# The task:
Rewrite all the records below with every "Target" changed to "Object" and everything else kept the same. Leave the pictures out of your answer.

# Object point labels:
========================
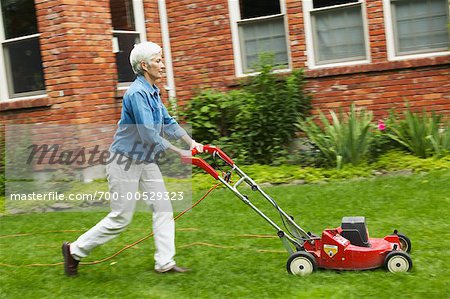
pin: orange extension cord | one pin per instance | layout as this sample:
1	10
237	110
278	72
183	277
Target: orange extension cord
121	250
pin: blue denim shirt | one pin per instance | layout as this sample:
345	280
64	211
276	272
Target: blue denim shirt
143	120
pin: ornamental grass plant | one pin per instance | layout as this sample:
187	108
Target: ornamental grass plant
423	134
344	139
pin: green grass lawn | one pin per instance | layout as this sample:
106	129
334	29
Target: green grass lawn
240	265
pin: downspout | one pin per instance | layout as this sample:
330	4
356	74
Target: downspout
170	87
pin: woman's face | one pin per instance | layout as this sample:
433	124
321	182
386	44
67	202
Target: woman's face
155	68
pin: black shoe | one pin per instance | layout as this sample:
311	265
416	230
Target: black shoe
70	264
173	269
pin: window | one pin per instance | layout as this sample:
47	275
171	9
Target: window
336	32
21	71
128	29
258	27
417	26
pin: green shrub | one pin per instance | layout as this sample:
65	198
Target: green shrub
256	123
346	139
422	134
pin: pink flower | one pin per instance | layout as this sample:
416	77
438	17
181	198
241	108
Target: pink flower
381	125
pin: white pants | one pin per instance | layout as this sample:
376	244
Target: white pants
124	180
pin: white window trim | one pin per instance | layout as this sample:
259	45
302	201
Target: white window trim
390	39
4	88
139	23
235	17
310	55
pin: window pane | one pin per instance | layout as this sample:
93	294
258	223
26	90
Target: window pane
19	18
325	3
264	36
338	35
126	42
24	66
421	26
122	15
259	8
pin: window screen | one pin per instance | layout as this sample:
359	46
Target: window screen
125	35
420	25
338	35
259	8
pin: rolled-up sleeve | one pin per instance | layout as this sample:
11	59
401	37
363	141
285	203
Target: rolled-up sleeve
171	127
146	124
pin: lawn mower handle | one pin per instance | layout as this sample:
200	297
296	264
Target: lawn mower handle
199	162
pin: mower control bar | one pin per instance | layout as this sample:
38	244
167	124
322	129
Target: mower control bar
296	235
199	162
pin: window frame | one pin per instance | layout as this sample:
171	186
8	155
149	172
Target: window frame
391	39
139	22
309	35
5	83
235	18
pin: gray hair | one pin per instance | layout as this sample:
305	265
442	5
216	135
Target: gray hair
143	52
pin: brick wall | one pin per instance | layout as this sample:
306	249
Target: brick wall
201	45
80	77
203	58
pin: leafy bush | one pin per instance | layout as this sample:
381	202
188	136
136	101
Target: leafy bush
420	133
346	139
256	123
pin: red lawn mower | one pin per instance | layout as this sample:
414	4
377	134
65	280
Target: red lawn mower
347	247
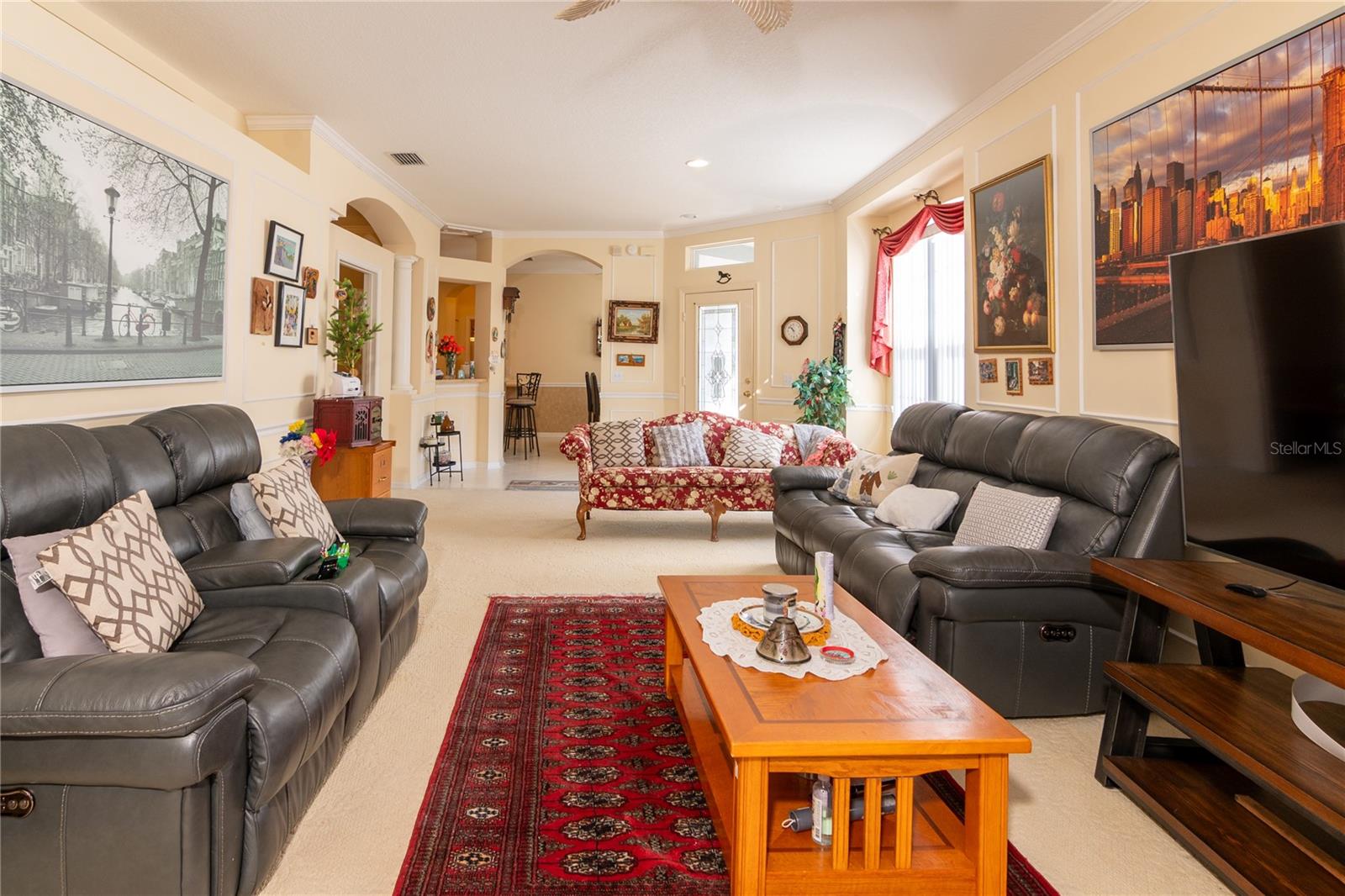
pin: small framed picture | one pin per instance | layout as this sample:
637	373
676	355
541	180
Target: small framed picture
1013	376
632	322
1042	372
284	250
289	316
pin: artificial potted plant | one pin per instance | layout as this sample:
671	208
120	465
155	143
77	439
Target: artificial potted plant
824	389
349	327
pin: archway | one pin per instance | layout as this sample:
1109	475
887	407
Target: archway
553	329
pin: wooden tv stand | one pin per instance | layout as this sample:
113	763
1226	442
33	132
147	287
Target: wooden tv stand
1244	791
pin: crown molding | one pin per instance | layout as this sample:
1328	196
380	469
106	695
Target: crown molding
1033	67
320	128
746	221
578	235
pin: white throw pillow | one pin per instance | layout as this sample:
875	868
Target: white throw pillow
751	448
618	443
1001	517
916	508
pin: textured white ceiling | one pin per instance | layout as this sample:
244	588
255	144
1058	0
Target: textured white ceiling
========================
# Output:
pin: orange extension cord | one pin per instance | layout as this sample:
1	10
237	110
278	72
183	277
Object: orange extension cord
121	250
pin: blue denim shirt | one pin per instance | layout as this sample:
345	280
64	211
276	272
Object: blue denim shirt
143	120
pin: ornamental grass plant | one pin per instance | layout as this sample:
187	108
Object: ornamental grass plant
423	134
344	139
pin: green grass lawn | one pin per instance | layout as this sample:
106	129
334	29
Object: green grass lawn
240	265
pin: downspout | one pin per instance | layout as this sample:
330	4
356	74
Object: downspout
170	87
pin: woman's face | one pin per instance | layout as this sample:
433	124
321	182
386	44
67	202
Object: woman's face
155	68
pin: black shoe | one pin per instance | layout as this sample:
311	265
416	230
Object: black shoe
70	264
173	269
pin: window | one pin per instance | layout as this sample:
47	275
171	9
Object: window
336	32
21	71
128	29
258	27
417	26
pin: green shrub | one pin per instance | layout as this sample:
65	198
Object: green shrub
256	123
346	139
422	134
pin: pink flower | one pin per instance | layout as this sample:
416	77
438	17
181	198
241	108
Object: pink flower
381	125
pin: white pants | one pin per instance | layout as this sample:
376	244
Object: white pants
124	180
pin: white window trim | one pin per instance | layout as this sample:
259	45
302	201
Object: white window trim
390	39
4	88
139	23
235	17
310	55
pin: window pane | one pin per instance | layout as this sample:
93	294
258	223
26	90
Object: window pane
19	18
325	3
264	36
338	35
126	42
24	66
421	26
122	15
259	8
pin: window screen | one pin per instance | layout as this sample:
359	46
Object: window screen
125	35
420	25
338	35
259	8
pin: rolled-up sleeve | one pin per instance | layout as this sample:
11	59
401	37
363	141
285	203
Object: rolled-up sleeve
171	127
146	124
pin: lawn mower handle | one pin per instance | layout as this sample:
200	297
296	264
Object: lawn mower handle
199	162
pin: mower control bar | one pin per instance | layout as this sample:
38	244
167	124
322	129
Object: mower control bar
296	235
199	162
pin: window frame | one pin per instance | layout as this sample:
171	186
8	155
149	172
Object: window frame
391	39
139	22
309	35
5	83
235	18
pin: gray hair | one pin per instance | layout as this sample:
305	265
442	5
216	135
Object: gray hair
143	52
pin: brick wall | one pin per instance | layout as this sample:
306	249
Object: brick wall
201	45
80	77
203	58
pin: leafy bush | one pin per instance | layout as this sample:
381	202
188	136
136	101
Object: leafy bush
420	133
346	139
256	123
pin: red lawn mower | one pin per instance | layout as this sample:
414	4
377	134
65	280
Object: red lawn mower
347	247
pin: small framed picture | one pin per instance | layout as this sample:
637	373
676	355
541	180
Object: small framed picture
1013	376
632	322
1042	372
284	250
289	316
pin: artificial potted plant | one pin per instance | layout as this sample:
671	208
120	465
155	143
77	439
Object: artificial potted plant
824	389
349	327
pin: archway | one pin per instance | layout as this sample:
1109	475
887	407
Object: archway
553	329
pin: wooden tv stand | one pin per instance | layout as this sample:
113	763
1226	442
33	132
147	287
Object: wooden tv stand
1244	791
pin: crown molding | one pin per instance | layout as this sample:
1328	196
380	469
106	695
Object: crown molding
1033	67
320	128
746	221
578	235
pin: white throw pillow | one pin per instance | layout as this sample:
875	868
Object: white throw pillow
751	448
618	443
1001	517
916	508
pin: textured white ceiling | one pin per instance | layout as this sample:
244	588
255	144
1058	0
Object: textured white ceiling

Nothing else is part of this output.